Start of Text for analysis

Finally, the undersigned notes that the only other medical opinion of record was provided by the state agency's record reviewing physician, Esberdado Villanueva, M.D. Dr. Villanueva opined that Plaintiff suffered no physical impairments, and he placed no physical limitations on his ability to work. PageID 163-75. Because the ALJ found that Plaintiff presented sufficient evidence of physical impairments, he afforded Dr. Villanueva's opinion "little weight." PageID 73. "While the ALJ must consider all of the relevant evidence in determining a claimant's RFC, the RFC is ultimately a medical question that must find at least some support in the medical evidence of record." Hale v. Comm'r of Soc. Sec., 307 F.Supp.3d 785, 793 (S.D. Ohio 2017) (citing Casey v. Astrue, 503 F.3d 687, 697 (8th Cir. 2007)). Such is not the case, here, where the ALJ's conclusion — that Plaintiff is capable of medium work — is not supported by a single medical opinion of record. Compare PageID 163-75 (reviewing physician finding that Plaintiff can perform a full range of physical work) and PageID 166, 606-07 (treating and evaluating physician opining that Plaintiff can perform only sedentary work) with PageID 71 (ALJ concluding Plaintiff can perform medium work); Hale, 307 F. Supp. 3d at 793 ("[A]bsent citation to any medical source's RFC opinion regarding Plaintiff's mental impairments, the undersigned finds the ALJ's RFC determination unsupported by substantial evidence").
The ALJ's errors were not harmless. The Vocation Expert ("VE") testified at the administrative hearing that if Plaintiff were able to lift only ten pounds — as the treating and examining physicians opined — he would be unable to perform the jobs the VE identified in response to the ALJ's hypotheticals. PageID 126-27. At Step Five, the ALJ must make a finding "supported by substantial evidence that [Plaintiff] has the vocational qualifications to perform specific jobs." Howard v. Comm'r of Soc. Sec., 276 F.3d 235, 238 (6th Cir. 2002) (internal citation omitted). "This kind of `substantial evidence may be produced through reliance on the testimony of a [VE] in response to a `hypothetical' question, but only if the question accurately portrays [Plaintiff's] individual physical and mental impairments.'" Id. Thus, in light of all the foregoing, the undersigned finds the ALJ's non-disability determination unsupported by substantial evidence.

End of Text for analysis

◆ **Problems to work on**:
- a) Answer these questions about the excerpt on the ALJ's disability ruling, giving each answer on its own line with the same marking.
(i) What weight did the ALJ give Dr. Villanueva's opinion?
(ii) What level of work did the ALJ conclude Plaintiff can perform?
(iii) According to the VE, what would follow if Plaintiff could lift only ten pounds?
- b) Carry the excerpt on the ALJ's disability ruling forward from its last sentence, writing the passage that would come next.

Start of Exercise data

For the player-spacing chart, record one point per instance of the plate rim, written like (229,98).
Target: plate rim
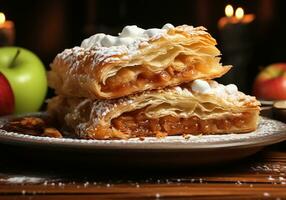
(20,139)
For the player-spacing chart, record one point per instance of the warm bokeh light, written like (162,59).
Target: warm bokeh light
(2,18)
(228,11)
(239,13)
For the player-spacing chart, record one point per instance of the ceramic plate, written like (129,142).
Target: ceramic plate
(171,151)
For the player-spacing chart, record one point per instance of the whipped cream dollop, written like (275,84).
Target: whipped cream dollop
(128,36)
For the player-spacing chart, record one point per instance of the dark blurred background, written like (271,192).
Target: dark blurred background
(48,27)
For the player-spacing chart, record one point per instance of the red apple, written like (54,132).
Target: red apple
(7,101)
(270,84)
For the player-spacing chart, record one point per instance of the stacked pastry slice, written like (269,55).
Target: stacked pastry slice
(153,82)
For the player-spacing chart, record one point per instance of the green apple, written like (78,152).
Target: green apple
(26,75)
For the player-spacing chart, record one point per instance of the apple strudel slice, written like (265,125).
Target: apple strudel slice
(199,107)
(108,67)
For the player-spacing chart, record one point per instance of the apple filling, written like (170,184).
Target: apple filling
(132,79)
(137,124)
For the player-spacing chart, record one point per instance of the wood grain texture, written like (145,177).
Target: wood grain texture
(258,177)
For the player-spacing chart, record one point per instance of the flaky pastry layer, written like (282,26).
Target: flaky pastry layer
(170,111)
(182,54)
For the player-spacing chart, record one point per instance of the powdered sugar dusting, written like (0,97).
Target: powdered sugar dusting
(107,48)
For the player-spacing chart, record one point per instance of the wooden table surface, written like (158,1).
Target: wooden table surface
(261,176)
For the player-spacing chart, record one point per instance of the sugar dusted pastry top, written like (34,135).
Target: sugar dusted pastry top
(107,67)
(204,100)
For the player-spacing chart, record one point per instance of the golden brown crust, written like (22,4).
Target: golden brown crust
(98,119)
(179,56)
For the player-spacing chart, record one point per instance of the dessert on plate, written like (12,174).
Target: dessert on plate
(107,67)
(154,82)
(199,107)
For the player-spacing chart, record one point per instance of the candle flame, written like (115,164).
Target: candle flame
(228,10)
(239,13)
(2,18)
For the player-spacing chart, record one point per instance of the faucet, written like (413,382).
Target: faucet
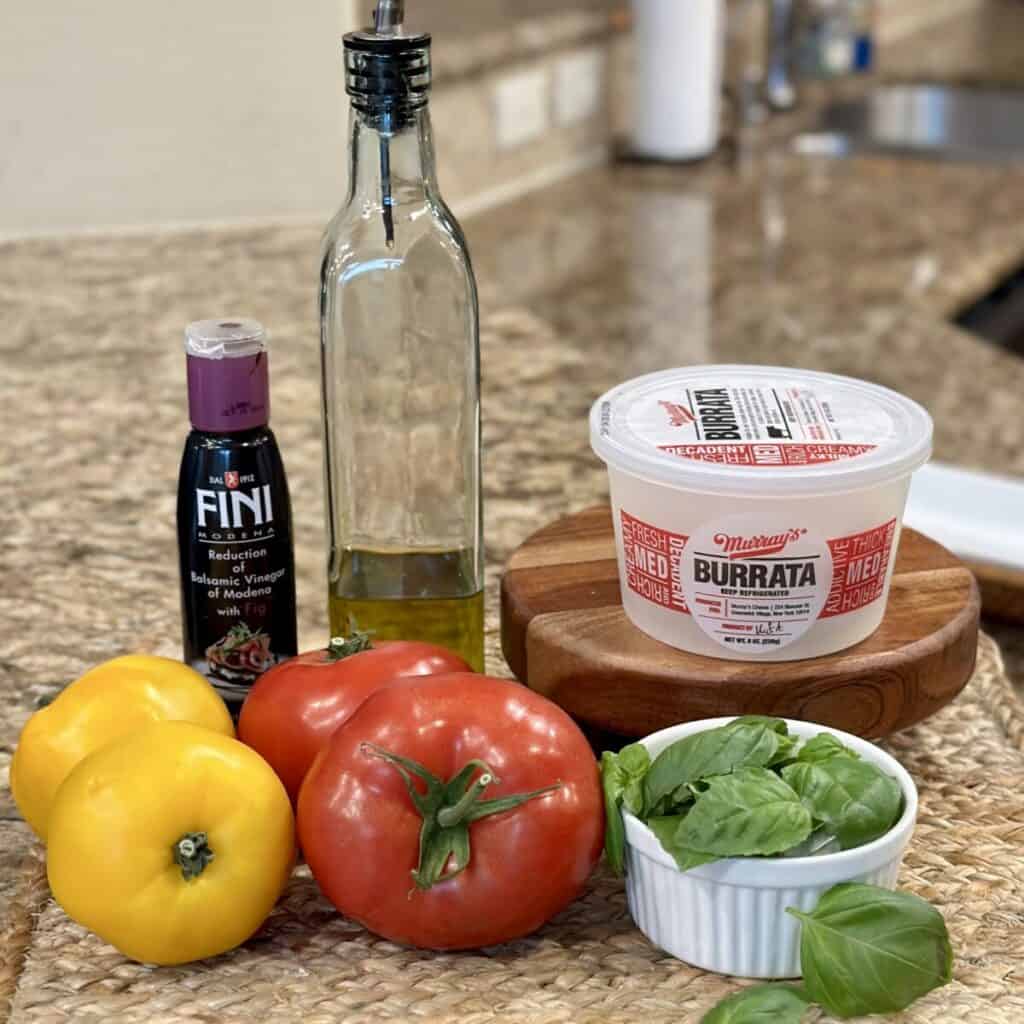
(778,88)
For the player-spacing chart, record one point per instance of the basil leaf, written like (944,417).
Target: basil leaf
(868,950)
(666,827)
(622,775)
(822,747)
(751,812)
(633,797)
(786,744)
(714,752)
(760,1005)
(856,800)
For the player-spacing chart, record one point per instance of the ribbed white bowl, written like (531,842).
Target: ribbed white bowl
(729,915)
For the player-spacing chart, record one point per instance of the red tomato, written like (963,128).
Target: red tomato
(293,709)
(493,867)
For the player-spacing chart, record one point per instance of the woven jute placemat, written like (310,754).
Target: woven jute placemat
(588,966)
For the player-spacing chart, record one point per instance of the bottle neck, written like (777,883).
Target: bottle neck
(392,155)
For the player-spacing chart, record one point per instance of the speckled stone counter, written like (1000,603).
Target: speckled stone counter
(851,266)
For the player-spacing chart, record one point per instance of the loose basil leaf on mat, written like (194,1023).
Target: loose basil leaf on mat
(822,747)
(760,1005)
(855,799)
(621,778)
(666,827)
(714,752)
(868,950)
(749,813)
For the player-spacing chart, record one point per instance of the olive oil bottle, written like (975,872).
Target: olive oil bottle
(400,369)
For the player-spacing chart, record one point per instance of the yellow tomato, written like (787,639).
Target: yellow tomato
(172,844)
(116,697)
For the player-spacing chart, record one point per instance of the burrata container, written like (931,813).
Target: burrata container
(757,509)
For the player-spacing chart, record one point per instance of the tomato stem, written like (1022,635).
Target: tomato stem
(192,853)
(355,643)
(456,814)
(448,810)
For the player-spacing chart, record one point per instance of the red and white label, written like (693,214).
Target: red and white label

End of Exercise data
Start of Exercise data

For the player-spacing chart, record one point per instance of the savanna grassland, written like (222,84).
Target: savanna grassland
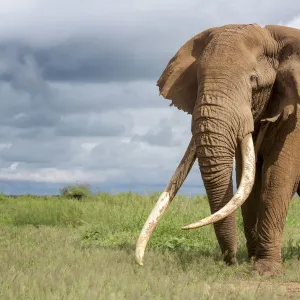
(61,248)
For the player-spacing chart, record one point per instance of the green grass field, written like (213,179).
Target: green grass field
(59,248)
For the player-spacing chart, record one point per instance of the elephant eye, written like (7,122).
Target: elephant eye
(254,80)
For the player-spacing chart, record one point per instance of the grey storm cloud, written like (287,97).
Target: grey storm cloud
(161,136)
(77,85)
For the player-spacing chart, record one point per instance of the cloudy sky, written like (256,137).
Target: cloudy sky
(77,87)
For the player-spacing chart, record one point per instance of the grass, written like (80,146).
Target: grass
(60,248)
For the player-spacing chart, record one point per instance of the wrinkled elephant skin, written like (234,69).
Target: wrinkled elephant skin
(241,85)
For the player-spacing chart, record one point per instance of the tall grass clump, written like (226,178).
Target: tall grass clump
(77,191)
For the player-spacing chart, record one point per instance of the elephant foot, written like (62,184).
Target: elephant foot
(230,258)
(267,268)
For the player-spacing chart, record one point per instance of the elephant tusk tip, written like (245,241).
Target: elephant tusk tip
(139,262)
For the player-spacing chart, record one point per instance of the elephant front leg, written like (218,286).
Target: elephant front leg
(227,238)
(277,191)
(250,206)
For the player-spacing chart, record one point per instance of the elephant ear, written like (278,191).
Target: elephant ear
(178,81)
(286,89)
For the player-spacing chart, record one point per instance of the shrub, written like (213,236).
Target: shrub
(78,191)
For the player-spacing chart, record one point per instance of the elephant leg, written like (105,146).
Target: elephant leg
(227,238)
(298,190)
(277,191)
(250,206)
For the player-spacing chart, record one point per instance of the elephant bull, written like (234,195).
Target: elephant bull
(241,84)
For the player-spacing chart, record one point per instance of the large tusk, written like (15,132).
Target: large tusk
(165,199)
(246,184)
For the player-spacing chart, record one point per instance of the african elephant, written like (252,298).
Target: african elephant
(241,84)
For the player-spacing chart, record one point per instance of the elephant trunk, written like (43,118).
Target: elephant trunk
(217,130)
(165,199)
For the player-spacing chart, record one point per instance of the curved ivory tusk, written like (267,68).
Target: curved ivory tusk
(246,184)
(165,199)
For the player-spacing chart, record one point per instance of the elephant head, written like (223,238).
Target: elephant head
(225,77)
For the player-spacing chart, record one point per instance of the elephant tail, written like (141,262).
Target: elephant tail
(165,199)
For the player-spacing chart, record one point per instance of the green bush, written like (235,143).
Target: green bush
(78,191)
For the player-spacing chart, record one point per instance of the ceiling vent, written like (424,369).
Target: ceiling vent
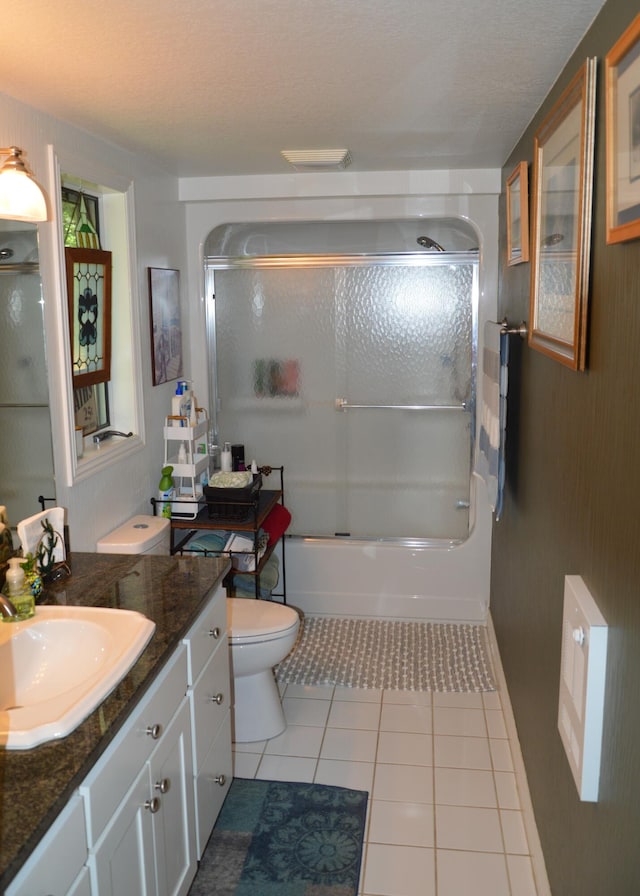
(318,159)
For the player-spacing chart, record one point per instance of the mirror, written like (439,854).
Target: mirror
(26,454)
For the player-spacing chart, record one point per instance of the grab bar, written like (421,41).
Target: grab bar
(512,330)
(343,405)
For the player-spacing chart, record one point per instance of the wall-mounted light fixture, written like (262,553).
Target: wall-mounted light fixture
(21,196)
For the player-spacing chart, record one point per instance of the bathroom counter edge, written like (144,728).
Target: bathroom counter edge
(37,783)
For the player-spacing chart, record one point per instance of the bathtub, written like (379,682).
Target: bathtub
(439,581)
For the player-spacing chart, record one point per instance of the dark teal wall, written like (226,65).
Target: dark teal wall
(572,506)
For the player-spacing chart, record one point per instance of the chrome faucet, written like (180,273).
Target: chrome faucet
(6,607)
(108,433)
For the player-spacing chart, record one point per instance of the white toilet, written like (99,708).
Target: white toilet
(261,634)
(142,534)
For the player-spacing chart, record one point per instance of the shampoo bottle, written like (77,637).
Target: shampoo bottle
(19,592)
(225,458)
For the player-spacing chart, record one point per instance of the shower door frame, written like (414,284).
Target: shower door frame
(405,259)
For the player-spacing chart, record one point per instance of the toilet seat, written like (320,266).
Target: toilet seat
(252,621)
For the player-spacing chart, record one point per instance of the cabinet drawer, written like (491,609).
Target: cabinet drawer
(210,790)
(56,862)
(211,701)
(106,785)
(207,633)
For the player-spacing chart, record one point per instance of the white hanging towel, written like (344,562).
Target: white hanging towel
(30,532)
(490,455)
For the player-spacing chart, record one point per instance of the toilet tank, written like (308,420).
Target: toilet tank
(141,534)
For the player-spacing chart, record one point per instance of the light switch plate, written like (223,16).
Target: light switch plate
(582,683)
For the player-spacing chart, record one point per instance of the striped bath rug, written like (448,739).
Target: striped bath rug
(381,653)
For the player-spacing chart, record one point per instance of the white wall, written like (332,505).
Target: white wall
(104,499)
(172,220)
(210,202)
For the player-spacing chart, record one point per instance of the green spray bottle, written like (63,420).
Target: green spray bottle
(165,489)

End of Exercise data

◆ **Answers to the exercise**:
- a)
(i) The ALJ gave it "little weight."
(ii) The ALJ concluded that Plaintiff can perform medium work.
(iii) Plaintiff would be unable to perform the jobs the VE identified in response to the ALJ's hypotheticals.

- b)
When, as here, the ALJ's non-disability determination is unsupported by substantial evidence, the Court must determine whether to reverse and remand the matter for rehearing or to reverse and order an award of benefits. The Court has authority to affirm, modify or reverse the Commissioner's decision "with or without remanding the cause for rehearing." 42 U.S.C. § 405(g); Melkonyan v. Sullivan, 501 U.S. 89, 100 (1991). Generally, benefits may be awarded immediately "only if all essential factual issues have been resolved and the record adequately establishes a plaintiff's entitlement to benefits." Faucher v. Sec'y of Health & Human Servs., 17 F.3d 171, 176 (6th Cir. 1994); see also Abbott v. Sullivan, 905 F.2d 918, 927 (6th Cir. 1990); Varley v. Sec'y of Health & Human Servs., 820 F.2d 777, 782 (6th Cir. 1987). In this instance, evidence of disability is not overwhelming, and a remand for further proceedings is necessary.